SELECTED PASSAGE:
= Beginning of Section =
Babar Qadri, champion for Kashmir, is killed as violence mounts

On television and in the courtroom, the young lawyer could be a force. Babar Qadri stood as a rare, pugilistic voice arguing on behalf of his native Kashmir, the rocky region long torn between India and Pakistan, on India’s combative and increasingly nationalistic talk shows.

>> Sameer YasirThe New York Times
Published : 26 Sept 2020, 04:38 AM
Updated : 26 Sept 2020, 04:38 AM

Shouted at, he would shout back. More than once, an angry host kicked him off the air.

On Thursday, Qadri, 40, was shot to death in his home, making him one of the most high-profile casualties of the violence wracking Kashmir.

Family members said an assailant posing as a potential client shot him in the head and chest in the courtyard of his home in the old part of Srinagar, the capital of Kashmir. The identity of the assailant was not clear, police said, according to local media. They declined to answer questions from The New York Times on Friday.

Kashmiris on Friday mourned Qadri as a rare public advocate for his home in a troubled time. One year ago, India tightened its hold on the Kashmir region, and local activists say speaking out has become increasingly dangerous.
= End of Section =
INFORMATION GIVEN:
= Beginning of Section =
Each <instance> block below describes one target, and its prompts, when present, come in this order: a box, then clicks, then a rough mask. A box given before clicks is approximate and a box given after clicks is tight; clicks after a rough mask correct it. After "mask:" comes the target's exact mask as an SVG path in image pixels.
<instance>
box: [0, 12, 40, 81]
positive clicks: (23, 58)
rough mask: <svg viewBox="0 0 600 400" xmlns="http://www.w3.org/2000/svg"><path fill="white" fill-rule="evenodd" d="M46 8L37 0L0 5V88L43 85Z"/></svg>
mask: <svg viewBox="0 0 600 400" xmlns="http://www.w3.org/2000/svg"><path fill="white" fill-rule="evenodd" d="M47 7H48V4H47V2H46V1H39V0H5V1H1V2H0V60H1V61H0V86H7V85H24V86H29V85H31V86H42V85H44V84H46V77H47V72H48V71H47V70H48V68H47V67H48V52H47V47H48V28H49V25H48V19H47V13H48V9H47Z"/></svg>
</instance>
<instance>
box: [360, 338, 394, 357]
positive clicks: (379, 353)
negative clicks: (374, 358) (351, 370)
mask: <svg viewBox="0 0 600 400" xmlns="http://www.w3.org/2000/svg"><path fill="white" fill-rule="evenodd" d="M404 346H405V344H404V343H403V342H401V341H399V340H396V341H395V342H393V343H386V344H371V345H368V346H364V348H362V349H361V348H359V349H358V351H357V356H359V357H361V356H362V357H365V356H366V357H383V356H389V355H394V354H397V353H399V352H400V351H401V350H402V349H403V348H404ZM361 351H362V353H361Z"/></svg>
= End of Section =
TASK DESCRIPTION: Rewrite the paragraph of the news article that begins "Family members said" as a short bulleted list that keeps its main facts.

FINISHED TASK:
- Family members said an attacker posing as a possible client shot Qadri in the head and chest.
- The shooting happened in the courtyard of his home in the old part of Srinagar, Kashmir's capital.
- Local media reported that police said the attacker's identity was not clear.
- Police declined to answer questions from The New York Times on Friday.